### TASK OBJECTIVE
Rewrite the items from the line containing "One marker belongs on each instance of the trimmed" through the line containing "[(906, 233)]", changing "balcony" to "terrace" and leaving all other text unchanged.

━━ DATASET EXTRACT ━━

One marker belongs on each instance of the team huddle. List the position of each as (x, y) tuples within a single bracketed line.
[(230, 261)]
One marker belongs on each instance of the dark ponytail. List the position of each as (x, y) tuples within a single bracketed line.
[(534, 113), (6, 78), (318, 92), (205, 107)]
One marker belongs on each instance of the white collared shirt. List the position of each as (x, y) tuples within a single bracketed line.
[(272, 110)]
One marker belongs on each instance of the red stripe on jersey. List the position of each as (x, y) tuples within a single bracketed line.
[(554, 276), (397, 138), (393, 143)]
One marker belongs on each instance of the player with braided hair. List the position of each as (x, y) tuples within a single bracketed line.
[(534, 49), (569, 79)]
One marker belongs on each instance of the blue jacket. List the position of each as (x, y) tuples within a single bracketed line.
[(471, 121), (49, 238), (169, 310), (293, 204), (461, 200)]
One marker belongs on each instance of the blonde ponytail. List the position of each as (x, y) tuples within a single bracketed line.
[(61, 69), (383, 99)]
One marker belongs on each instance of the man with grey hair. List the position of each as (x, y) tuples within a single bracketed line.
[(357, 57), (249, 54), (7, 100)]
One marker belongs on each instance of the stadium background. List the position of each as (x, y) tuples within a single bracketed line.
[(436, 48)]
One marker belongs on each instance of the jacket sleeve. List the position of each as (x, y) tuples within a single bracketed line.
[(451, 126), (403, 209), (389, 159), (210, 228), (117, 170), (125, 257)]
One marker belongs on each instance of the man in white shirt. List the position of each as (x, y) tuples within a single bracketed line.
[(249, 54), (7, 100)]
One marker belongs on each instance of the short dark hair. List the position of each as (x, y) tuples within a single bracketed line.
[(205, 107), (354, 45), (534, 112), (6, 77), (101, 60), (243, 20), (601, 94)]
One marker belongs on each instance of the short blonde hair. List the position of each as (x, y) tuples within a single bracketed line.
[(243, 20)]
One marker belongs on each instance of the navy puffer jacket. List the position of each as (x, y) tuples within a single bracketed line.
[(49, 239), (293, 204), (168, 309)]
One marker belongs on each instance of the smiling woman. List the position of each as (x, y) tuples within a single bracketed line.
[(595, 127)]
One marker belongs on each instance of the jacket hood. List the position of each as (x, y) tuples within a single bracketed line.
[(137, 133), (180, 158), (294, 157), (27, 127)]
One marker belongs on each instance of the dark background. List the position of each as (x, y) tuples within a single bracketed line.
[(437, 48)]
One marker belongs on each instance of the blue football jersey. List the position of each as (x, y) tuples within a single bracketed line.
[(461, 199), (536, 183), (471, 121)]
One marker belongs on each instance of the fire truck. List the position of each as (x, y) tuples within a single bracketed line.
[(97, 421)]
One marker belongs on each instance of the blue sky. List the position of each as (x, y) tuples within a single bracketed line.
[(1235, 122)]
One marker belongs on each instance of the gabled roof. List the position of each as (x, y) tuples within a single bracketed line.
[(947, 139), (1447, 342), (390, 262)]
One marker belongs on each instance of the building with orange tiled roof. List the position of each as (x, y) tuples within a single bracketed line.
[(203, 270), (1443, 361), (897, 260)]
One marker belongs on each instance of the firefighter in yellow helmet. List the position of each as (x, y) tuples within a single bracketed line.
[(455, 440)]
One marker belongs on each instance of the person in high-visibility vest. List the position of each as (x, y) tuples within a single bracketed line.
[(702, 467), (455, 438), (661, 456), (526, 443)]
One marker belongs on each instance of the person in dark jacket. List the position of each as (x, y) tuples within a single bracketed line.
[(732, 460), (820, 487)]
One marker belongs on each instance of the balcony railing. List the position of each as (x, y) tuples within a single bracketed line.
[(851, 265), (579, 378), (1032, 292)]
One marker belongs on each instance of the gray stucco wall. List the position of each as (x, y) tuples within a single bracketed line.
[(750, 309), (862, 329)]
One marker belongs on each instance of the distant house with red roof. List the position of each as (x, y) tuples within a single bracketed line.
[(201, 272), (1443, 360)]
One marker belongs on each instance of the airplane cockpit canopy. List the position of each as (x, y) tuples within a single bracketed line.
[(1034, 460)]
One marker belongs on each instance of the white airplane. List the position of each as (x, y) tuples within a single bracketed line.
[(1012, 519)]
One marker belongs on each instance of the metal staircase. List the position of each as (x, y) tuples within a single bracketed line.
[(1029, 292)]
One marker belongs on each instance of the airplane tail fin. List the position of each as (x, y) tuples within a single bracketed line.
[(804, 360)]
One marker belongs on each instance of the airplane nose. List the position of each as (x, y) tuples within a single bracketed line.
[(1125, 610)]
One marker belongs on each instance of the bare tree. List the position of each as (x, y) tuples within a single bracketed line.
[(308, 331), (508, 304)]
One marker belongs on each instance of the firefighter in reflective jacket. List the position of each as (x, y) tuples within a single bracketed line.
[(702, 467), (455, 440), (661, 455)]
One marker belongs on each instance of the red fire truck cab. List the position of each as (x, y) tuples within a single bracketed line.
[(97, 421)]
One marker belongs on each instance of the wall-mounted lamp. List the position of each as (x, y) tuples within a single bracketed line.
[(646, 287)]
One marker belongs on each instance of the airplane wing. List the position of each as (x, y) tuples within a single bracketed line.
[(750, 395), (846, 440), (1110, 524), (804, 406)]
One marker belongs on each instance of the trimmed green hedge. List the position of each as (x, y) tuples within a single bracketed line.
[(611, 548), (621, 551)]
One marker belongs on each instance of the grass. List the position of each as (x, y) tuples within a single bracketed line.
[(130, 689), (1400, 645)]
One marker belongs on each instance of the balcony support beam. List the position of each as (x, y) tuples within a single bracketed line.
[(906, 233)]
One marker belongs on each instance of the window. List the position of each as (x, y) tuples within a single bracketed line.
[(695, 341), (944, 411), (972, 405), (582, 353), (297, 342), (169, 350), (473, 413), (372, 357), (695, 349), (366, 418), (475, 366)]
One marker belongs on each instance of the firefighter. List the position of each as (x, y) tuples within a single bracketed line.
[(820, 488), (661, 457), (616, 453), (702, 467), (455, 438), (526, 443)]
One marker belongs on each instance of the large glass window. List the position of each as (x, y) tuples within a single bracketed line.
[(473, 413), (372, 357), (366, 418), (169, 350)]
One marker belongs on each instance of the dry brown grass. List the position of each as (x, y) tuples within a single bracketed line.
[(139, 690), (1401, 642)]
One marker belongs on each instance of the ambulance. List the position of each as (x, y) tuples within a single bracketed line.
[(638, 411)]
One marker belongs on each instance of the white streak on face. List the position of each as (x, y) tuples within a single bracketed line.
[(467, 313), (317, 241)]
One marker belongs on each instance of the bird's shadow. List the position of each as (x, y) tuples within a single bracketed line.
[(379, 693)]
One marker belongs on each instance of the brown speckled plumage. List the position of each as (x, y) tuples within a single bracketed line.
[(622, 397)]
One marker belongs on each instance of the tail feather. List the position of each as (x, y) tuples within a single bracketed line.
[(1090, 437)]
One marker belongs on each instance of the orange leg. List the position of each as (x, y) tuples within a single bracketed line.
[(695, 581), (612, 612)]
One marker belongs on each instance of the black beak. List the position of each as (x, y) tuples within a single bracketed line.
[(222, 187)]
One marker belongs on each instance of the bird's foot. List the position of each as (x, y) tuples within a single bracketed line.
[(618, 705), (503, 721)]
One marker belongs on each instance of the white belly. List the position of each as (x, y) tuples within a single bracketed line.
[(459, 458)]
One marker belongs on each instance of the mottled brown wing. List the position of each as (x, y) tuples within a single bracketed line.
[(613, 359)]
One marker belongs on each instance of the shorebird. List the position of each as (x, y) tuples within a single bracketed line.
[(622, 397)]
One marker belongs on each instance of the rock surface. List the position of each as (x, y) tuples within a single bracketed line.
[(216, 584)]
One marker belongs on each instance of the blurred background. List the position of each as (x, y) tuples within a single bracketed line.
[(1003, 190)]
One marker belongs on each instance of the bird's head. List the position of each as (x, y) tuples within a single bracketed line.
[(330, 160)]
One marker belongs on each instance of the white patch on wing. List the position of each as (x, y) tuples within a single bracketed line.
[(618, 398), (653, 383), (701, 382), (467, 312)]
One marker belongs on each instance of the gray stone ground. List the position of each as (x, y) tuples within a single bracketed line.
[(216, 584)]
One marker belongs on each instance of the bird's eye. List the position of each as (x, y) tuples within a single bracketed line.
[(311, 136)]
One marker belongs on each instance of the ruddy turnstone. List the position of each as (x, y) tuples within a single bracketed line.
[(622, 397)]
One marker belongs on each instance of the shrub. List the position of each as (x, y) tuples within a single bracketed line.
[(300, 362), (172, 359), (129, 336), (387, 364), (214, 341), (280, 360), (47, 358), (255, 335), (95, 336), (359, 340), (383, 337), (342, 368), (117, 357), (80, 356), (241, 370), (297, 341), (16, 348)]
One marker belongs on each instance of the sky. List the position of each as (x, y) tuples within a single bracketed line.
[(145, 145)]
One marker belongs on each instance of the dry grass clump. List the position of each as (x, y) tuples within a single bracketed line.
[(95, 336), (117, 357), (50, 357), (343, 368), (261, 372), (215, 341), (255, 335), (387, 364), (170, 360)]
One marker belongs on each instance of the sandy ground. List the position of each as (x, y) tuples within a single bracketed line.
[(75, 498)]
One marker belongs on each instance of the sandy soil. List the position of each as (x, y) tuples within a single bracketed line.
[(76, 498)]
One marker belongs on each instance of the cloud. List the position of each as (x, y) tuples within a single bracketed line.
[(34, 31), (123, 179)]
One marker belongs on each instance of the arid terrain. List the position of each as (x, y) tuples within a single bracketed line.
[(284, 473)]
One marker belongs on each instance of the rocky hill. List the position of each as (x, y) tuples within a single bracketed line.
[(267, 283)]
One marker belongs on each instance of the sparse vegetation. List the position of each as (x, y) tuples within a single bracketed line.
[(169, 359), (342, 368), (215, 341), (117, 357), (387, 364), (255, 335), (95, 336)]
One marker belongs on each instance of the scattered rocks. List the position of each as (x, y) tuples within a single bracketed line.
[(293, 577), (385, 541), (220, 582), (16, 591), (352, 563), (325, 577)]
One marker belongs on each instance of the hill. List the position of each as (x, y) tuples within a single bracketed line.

━━━

### COMPLETED TASK
One marker belongs on each instance of the trimmed green hedge. List the position of each as (x, y) tuples within a single bracketed line.
[(611, 548), (621, 551)]
One marker belongs on each instance of the grass. List the position of each as (x, y) tuples within a single bracketed line.
[(130, 689), (1400, 645)]
One marker belongs on each instance of the terrace support beam. List the position of each as (x, y) tuples within a single bracketed line.
[(906, 233)]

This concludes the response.